[Information shown]:
======
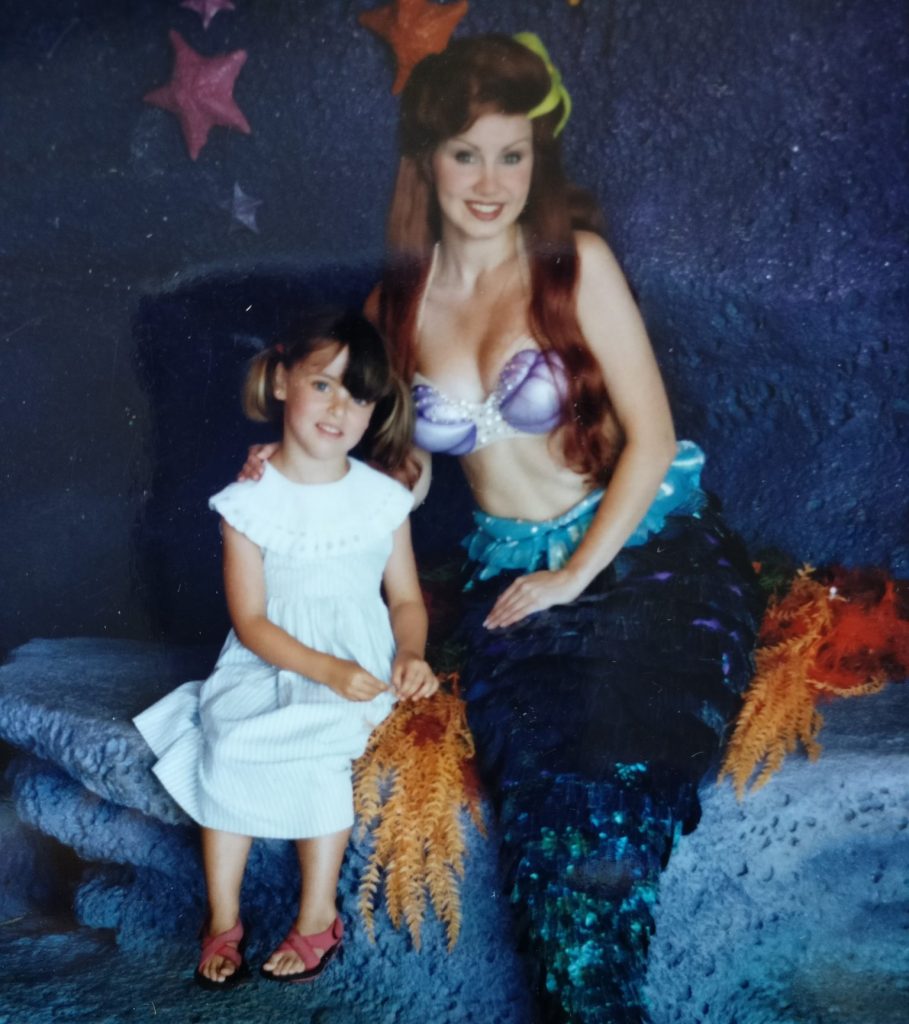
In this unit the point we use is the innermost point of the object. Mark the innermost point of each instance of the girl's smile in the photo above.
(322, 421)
======
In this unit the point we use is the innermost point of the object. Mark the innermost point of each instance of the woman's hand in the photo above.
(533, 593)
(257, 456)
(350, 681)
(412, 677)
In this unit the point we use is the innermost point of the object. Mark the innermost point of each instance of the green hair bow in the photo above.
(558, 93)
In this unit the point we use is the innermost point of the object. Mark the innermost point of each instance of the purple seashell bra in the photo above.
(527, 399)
======
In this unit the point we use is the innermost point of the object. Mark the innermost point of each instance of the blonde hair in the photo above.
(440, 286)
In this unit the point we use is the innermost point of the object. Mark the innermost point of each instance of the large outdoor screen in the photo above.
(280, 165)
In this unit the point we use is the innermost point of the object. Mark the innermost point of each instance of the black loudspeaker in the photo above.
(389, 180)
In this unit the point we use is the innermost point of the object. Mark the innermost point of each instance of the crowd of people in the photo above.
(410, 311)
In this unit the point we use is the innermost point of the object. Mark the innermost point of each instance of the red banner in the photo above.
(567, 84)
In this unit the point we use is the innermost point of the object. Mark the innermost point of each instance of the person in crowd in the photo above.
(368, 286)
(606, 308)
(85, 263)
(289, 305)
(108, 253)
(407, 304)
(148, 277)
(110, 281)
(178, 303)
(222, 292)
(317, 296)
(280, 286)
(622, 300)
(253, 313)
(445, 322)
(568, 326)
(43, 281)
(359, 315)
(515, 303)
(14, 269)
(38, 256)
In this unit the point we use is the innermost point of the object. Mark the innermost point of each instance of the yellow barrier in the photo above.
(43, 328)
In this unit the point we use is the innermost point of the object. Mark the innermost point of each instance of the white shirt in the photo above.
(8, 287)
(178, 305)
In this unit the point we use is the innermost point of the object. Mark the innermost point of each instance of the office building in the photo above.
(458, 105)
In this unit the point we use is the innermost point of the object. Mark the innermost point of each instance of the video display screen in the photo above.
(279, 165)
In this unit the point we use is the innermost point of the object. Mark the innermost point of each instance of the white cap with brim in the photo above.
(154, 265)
======
[Task to complete]: Which lines of the records contain the string "hair"? Locate each one and copy it out in full.

[Task output]:
In this unit the point we use is the innermost point of the object. Mark the innermost point of each instance of the green hair bow in the photo above.
In this unit the point we use is the innermost point of the object. Mark the innermost point of each instance of the blonde hair in the photo above.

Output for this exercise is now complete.